#### Document section
------------------------------------

Abstract

The basal forebrain (BF) controls sleep–wake cycles, attention and reward processing. Compared to cholinergic and GABAergic neurons, BF glutamatergic neurons are less well understood, due to difficulties in identification. Here, we use vesicular glutamate transporter 2 (vGluT2)-tdTomato mice, expressing a red fluorescent protein (tdTomato) in the major group of BF glutamatergic neurons (vGluT2+) to characterize their intrinsic electrical properties and cholinergic modulation. Whole-cell, patch-clamp recordings were made from vGluT2+ neurons in coronal BF slices. Most BF vGluT2+ neurons were small/medium sized (<20µm), exhibited moderately sized H-currents and had a maximal firing frequency of ∼50Hz. However, vGluT2+ neurons in dorsal BF (ventral pallidum) had larger H-currents and a higher maximal firing rate (83Hz). A subset of BF vGluT2+ neurons exhibited burst/cluster firing. Most vGluT2+ neurons had low-threshold calcium spikes/currents. vGluT2+ neurons located in ventromedial regions of BF (in or adjacent to the horizontal limb of the diagonal band) were strongly hyperpolarized by the cholinergic agonist, carbachol, a finding apparently in conflict with their increased discharge during wakefulness/REM sleep and hypothesized role in wake-promotion. In contrast, most vGluT2+ neurons located in lateral BF (magnocellular preoptic area) or dorsal BF did not respond to carbachol. Our results suggest that BF glutamatergic neurons are heterogeneous and have morphological, electrical and pharmacological properties which distinguish them from BF cholinergic and GABAergic neurons. A subset of vGluT2+ neurons, possibly those neurons which project to reward-related areas such as the habenula, are hyperpolarized by cholinergic inputs, which may cause phasic inhibition during reward-related events.

------------------------------------

#### Source data
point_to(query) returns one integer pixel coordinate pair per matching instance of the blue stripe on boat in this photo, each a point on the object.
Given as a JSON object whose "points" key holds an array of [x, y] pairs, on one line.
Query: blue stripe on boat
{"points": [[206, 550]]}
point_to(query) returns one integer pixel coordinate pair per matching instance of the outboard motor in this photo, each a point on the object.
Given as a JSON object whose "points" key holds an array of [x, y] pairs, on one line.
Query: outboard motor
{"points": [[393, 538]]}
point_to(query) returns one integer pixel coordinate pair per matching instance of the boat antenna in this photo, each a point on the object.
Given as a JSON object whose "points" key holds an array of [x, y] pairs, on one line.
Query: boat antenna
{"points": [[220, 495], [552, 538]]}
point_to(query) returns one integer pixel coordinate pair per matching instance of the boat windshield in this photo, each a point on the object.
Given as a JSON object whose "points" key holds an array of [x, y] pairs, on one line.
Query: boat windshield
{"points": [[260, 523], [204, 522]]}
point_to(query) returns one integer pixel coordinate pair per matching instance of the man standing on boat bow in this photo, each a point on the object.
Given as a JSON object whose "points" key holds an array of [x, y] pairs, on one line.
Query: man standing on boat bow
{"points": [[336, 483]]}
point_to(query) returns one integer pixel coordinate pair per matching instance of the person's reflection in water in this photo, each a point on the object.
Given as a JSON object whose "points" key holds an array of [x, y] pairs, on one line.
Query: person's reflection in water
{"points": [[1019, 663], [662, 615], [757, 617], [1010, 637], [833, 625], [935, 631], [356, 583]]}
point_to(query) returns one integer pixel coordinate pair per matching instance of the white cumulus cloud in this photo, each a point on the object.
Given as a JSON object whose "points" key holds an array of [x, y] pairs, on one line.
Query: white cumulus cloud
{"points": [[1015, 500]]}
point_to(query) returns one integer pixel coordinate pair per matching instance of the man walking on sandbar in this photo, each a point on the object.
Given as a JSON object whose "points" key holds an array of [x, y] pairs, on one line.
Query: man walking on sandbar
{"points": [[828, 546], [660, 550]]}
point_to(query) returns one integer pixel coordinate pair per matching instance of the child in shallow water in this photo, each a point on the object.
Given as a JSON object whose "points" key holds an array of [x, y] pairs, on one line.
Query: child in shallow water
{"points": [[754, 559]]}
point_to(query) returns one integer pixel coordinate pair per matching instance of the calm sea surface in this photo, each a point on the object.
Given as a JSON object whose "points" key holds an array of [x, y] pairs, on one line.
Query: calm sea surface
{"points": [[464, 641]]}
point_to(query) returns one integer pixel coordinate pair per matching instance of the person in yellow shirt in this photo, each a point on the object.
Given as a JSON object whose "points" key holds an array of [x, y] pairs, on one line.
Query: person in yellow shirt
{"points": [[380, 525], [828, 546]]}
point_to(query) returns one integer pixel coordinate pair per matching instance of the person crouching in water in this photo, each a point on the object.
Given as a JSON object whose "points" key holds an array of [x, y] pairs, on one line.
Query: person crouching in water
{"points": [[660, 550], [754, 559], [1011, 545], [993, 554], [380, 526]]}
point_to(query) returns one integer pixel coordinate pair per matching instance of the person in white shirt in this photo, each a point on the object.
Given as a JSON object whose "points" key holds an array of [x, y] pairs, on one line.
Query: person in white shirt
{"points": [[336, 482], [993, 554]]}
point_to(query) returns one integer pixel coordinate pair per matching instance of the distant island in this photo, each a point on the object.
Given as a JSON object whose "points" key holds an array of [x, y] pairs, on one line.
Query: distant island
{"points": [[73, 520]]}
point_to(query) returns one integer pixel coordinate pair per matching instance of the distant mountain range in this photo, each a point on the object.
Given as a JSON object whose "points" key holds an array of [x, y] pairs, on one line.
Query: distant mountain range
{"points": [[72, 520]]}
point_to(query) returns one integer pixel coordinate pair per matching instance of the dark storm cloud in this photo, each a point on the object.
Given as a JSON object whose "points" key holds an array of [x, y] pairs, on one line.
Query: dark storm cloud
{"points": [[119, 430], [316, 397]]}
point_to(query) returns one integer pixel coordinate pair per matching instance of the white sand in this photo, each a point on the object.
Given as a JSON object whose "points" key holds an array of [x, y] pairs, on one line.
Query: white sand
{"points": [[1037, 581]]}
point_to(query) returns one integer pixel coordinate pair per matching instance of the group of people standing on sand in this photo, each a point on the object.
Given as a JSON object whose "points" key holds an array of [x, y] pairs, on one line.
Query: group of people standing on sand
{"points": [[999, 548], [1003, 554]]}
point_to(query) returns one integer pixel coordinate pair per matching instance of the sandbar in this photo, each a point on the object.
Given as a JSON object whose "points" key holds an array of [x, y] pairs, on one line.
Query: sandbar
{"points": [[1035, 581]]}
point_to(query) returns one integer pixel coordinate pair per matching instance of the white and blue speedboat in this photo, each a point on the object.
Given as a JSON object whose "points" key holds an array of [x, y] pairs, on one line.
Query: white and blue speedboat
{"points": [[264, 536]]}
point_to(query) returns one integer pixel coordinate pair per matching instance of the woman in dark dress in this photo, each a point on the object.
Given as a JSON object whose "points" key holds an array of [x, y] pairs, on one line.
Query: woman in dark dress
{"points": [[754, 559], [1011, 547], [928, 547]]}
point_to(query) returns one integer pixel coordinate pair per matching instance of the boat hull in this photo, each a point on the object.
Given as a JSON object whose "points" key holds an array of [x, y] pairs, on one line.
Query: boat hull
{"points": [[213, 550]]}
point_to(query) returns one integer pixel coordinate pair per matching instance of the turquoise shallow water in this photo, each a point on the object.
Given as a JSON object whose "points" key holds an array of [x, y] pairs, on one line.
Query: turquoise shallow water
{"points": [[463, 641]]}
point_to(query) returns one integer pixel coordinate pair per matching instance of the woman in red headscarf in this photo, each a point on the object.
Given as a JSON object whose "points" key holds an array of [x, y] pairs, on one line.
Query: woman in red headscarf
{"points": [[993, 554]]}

------------------------------------

#### Activity
Answer these questions from the basal forebrain abstract:
(a) What maximal firing frequency did most BF vGluT2+ neurons have?
(b) Which cholinergic agonist strongly hyperpolarized vGluT2+ neurons in ventromedial regions of BF?
(c) What reward-related area is named as a possible projection target of the vGluT2+ neurons that cholinergic inputs hyperpolarize?

#### Response for this exercise
(a) ∼50Hz
(b) Carbachol
(c) The habenula